-- START QUOTED PASSAGE --

Therefore, friends, let us shape our conduct as a nation in accordance with the highest rules of international morality. Let us treat others justly and keep the engagements we have made, such as these in The Hague conventions, to secure just treatment for others. But let us remember that we shall be wholly unable to render service to others and wholly unable to fulfill the prime law of national being, the law of self-preservation, unless we are thoroughly prepared to hold our own. Let us show that a free democracy can defend itself successfully against any organized and aggressive military despotism."

The men in the camp heard him gladly and with enthusiasm. But the next day the Secretary of War sent a telegram of censure to General Wood in which he said:

"I have just seen the reports in the newspapers of the speech made by ex-President Roosevelt at the Plattsburg camp. It is difficult to conceive of anything which could have a more detrimental effect upon the real value of this experiment than such an incident . . . . No opportunity should have been furnished to any one to present to the men any matter excepting that which was essential to the necessary training they were to receive. Anything else could only have the effect of distracting attention from the real nature of the experiment, diverting consideration to issues which excite controversy, antagonism, and ill feeling and thereby impairing if not destroying, what otherwise would have been so effective."

On this telegram Roosevelt's comment was pungent: "If the Administration had displayed one-tenth the spirit and energy in holding Germany and Mexico to account for the murder of men, women, and children that it is now displaying in the endeavor to prevent our people from being taught the need of preparation to prevent the repetition of such murders in the future, it would be rendering a service to the people of the country."

-- END QUOTED PASSAGE --
-- START DATA EXCERPTS --

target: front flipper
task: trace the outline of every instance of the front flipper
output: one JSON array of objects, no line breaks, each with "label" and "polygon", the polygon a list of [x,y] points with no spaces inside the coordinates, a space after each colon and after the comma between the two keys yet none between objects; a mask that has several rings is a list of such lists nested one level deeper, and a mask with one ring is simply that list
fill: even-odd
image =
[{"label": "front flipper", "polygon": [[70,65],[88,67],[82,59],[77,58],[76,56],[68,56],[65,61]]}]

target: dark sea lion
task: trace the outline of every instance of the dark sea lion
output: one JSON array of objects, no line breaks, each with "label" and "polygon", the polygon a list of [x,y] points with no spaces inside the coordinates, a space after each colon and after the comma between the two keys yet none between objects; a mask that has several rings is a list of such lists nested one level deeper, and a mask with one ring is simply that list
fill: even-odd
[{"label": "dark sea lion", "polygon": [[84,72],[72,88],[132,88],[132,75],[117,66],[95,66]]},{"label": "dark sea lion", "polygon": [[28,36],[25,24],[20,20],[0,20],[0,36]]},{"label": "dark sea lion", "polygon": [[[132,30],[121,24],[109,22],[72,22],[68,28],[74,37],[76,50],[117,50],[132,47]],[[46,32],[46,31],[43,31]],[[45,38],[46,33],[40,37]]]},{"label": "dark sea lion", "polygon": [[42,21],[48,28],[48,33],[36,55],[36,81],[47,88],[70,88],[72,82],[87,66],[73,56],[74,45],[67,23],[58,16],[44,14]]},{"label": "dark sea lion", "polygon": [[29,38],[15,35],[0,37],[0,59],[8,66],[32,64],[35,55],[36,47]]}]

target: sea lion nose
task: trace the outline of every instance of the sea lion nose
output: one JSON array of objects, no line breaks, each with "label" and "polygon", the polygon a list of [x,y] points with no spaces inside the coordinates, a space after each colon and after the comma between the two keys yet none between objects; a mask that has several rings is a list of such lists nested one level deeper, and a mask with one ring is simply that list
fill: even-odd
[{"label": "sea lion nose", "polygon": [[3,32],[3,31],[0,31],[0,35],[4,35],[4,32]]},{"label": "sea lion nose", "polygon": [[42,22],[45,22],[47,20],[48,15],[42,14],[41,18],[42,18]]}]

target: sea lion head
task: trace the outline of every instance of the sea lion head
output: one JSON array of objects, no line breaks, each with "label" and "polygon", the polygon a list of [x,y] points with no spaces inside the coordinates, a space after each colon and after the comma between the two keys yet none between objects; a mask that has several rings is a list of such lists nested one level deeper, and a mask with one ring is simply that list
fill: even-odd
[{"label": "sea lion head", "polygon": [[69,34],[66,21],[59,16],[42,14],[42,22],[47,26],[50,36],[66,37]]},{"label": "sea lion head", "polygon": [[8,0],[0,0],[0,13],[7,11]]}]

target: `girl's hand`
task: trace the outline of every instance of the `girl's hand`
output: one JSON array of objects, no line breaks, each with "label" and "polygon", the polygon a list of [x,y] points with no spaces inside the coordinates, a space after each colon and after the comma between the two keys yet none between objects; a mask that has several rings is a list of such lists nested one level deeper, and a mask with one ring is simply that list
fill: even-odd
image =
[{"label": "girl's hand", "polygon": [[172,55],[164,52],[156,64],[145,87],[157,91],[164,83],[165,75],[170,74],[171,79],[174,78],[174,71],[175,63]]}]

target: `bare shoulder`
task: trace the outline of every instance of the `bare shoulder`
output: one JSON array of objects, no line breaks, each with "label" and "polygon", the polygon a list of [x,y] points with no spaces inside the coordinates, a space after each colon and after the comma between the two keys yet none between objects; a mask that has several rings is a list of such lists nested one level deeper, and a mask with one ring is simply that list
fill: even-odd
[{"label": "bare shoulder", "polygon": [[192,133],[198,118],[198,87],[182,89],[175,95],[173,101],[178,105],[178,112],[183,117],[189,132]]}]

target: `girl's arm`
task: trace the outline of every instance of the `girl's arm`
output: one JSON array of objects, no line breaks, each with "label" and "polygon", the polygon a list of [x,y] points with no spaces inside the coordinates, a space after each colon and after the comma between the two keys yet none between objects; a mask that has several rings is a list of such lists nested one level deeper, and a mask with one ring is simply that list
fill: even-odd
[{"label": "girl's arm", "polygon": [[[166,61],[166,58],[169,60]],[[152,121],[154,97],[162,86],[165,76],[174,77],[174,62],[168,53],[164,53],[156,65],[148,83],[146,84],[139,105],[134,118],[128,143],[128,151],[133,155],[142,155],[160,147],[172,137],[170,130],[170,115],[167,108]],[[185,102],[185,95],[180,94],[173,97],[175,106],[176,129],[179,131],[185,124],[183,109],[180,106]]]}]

-- END DATA EXCERPTS --

WHAT YOU HAVE TO DO
Carry on the account of Roosevelt's Plattsburg camp speech and the Secretary of War's telegram from the end of Roosevelt's reply.

RESPONSE BELOW
Theodore Roosevelt could have little effect upon the material preparedness of the United States for the struggle which it was ultimately to enter. But he could and did have a powerful effect upon the spiritual preparedness of the American people for the efforts, the trials, and the sacrifices of that struggle. No voice was raised more persistently or more consistently than his. No personality was thrown with more power and more effect into the task of arousing the people of the United States to their duty to take part in the struggle against Prussianism. No man, in public or private life, urged so vigorously and effectively the call to arms against evil and for the right. His was the "voice crying in the wilderness," and to him the American spirit hearkened and awoke.

At last the moment came. Roosevelt had but one desire and one thought. He wanted to get to the firing-line. This was no impulse, no newly formed project. For two months he had been in correspondence with the Secretary of War on the subject. A year or more before that he had offered, in case America went into the war, to raise a volunteer force, train it, and take it across to the front. The idea was not new to him, even then. As far back as 1912 he had said on several different occasions, "If the United States should get into another war, I should raise a brigade of cavalry and lead it as I did my regiment in Cuba." It never occurred to him in those days that a former Commander-in-Chief of the United States Army, with actual experience in the field, would be refused permission to command troops in an American war. The idea would hardly have occurred to any one else. But that is precisely what happened.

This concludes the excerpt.